-- Begin Information shown --
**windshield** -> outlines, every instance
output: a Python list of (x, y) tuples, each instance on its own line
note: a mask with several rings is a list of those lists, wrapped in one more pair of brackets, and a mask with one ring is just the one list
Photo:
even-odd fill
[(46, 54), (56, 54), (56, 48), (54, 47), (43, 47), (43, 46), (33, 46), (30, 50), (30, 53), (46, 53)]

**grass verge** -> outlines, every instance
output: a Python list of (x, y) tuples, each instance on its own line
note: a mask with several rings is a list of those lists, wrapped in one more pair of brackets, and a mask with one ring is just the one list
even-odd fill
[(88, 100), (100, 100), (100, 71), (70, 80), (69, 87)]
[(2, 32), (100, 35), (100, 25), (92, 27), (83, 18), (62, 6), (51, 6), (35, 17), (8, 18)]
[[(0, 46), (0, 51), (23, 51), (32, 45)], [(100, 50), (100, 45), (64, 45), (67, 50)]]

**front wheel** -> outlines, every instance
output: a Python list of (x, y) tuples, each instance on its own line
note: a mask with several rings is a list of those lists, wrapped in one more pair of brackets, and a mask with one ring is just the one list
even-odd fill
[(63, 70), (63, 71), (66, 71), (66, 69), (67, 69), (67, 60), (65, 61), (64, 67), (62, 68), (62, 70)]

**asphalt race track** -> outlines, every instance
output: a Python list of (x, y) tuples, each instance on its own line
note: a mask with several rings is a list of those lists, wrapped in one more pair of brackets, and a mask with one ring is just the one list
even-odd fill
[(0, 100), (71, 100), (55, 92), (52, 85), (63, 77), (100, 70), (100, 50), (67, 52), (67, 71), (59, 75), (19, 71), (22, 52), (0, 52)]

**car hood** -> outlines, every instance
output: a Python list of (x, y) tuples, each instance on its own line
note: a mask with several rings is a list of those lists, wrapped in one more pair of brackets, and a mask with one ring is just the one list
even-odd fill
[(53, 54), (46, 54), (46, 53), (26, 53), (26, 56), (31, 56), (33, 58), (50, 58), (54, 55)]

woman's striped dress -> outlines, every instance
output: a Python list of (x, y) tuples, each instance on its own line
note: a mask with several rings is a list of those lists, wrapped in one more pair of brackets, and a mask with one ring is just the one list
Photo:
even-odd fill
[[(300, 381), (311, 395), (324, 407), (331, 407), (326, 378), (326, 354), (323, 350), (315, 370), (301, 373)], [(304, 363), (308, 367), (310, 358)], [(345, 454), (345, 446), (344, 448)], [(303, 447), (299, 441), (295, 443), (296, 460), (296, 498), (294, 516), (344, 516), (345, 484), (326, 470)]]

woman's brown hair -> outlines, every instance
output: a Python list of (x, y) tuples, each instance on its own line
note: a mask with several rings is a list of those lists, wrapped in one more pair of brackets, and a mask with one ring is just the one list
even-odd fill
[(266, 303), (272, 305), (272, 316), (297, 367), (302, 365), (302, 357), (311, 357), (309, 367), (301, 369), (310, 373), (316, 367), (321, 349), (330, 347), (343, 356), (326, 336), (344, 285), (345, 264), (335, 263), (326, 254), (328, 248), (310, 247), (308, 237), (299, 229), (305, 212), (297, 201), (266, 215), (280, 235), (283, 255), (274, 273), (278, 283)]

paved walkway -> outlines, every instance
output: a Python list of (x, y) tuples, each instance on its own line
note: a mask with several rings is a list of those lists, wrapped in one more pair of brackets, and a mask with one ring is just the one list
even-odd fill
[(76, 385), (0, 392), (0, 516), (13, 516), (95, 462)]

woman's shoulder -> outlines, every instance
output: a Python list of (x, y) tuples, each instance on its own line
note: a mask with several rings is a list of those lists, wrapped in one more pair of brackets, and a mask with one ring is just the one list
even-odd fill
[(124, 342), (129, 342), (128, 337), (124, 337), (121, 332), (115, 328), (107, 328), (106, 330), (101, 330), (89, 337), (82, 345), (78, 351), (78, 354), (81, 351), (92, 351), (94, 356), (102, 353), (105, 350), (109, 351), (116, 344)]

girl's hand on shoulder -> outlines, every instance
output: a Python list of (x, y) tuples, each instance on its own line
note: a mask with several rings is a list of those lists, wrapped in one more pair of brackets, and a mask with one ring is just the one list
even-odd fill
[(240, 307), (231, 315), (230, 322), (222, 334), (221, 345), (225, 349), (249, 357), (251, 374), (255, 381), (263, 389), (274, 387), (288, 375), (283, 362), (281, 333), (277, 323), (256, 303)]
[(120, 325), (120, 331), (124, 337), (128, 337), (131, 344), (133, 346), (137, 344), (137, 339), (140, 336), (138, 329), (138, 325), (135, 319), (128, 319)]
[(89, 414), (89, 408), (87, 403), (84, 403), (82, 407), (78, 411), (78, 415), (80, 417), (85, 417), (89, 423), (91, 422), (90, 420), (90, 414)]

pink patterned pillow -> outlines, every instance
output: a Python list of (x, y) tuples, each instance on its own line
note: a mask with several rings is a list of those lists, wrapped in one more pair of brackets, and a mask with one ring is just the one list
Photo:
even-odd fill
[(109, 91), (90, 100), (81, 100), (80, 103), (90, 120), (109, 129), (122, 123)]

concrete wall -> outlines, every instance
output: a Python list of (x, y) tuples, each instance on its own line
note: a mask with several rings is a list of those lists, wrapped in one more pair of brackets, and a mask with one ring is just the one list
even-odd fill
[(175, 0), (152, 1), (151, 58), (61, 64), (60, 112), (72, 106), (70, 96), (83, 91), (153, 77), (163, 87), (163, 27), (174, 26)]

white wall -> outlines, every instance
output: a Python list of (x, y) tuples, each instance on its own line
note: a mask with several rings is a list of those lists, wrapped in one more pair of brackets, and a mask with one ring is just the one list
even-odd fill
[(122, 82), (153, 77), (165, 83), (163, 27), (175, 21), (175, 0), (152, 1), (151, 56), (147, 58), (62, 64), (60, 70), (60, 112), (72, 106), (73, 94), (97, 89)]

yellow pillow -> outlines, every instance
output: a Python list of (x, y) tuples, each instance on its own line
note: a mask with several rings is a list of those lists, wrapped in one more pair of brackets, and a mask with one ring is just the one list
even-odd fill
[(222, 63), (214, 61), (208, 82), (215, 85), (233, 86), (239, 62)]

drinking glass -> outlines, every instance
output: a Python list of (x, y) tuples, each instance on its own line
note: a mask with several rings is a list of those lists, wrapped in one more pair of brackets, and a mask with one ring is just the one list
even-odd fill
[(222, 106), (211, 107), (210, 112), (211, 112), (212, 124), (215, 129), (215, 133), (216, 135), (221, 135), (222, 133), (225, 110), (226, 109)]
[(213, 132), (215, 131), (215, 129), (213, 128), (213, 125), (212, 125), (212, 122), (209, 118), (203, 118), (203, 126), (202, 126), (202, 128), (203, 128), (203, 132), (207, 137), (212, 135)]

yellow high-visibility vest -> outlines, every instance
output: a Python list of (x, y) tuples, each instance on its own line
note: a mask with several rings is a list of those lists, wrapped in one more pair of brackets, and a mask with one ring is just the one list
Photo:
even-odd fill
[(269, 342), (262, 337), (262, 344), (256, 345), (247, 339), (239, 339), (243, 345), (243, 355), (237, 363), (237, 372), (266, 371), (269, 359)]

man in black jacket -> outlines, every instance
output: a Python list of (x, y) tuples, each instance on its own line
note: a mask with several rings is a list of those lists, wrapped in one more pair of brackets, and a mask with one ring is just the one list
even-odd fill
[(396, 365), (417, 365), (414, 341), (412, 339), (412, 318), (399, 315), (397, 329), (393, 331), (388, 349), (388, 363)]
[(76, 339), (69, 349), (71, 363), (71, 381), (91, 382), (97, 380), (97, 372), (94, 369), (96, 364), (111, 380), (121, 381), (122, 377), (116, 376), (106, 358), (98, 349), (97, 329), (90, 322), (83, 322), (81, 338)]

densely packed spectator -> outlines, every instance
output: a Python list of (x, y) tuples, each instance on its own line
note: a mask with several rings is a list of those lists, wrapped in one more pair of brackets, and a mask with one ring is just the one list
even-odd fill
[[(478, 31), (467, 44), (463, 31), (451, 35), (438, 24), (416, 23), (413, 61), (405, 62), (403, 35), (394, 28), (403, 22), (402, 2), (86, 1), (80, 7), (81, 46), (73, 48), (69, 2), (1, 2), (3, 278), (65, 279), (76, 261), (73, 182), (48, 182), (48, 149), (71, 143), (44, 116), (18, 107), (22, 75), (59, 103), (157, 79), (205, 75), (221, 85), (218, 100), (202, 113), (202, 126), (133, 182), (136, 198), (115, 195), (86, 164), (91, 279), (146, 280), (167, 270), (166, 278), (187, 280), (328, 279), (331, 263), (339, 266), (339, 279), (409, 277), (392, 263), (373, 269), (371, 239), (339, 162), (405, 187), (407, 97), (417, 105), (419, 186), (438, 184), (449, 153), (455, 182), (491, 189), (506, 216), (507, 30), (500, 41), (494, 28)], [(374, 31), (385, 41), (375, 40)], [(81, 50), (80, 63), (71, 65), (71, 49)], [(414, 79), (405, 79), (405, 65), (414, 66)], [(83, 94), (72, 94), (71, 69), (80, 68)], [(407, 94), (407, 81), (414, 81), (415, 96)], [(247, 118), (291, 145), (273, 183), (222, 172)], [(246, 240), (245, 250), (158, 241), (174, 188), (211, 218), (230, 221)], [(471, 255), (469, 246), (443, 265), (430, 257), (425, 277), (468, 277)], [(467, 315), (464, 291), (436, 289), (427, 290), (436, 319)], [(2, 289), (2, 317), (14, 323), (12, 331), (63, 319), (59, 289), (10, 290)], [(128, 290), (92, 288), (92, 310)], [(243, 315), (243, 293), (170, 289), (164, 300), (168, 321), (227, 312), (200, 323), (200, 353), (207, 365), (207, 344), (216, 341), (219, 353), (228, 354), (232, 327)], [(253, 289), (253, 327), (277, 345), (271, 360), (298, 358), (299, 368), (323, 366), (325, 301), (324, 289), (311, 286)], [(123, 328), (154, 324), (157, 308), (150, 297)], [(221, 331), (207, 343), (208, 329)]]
-- End Information shown --
Exercise directions: Copy the part that opens with the line containing "yellow high-visibility vest" and closes with the line containing "371), (269, 359)]", renaming "high-visibility" to "reflective" and leaving everything else unchanged.

Exercise answer:
yellow reflective vest -> outlines, every instance
output: a Python list of (x, y) tuples, each instance on its own line
note: a mask with several rings is a list of those lists, wrapped in one more pair of brackets, and a mask with one ring is just the one list
Photo:
even-odd fill
[(269, 342), (262, 337), (262, 344), (256, 345), (247, 339), (239, 339), (243, 345), (243, 355), (237, 363), (237, 372), (266, 371), (269, 359)]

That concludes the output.